Exercise brief: Reproduce each of the following records line for line, with no changes.

═════ Dataset records

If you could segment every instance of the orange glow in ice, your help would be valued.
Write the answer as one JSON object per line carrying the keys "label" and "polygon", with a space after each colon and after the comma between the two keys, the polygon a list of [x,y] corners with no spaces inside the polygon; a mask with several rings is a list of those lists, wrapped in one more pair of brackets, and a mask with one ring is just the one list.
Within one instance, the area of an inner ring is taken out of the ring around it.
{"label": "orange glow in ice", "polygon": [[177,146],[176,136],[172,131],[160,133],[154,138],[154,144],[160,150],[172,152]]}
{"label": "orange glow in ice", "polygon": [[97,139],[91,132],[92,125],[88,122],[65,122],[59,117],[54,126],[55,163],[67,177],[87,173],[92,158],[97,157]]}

══════════

Result of this exercise:
If you could segment every instance of the orange glow in ice, your help would be valued.
Write the answer as one JSON object per line carrying the keys "label" and "polygon", with a space after each colon and after the comma between the two keys, the polygon a list of [x,y] corners with no spaces inside the polygon; a mask with several rings is a list of those lists, wrapped in one more pair of brackets, and a mask with one ring is just the one list.
Within one instance, the area of an inner ring is taken out of the ring around it.
{"label": "orange glow in ice", "polygon": [[177,146],[176,136],[172,131],[160,133],[154,138],[154,144],[160,150],[172,152]]}
{"label": "orange glow in ice", "polygon": [[97,139],[91,132],[92,125],[88,122],[65,122],[59,117],[54,126],[55,163],[67,177],[87,173],[92,158],[97,157]]}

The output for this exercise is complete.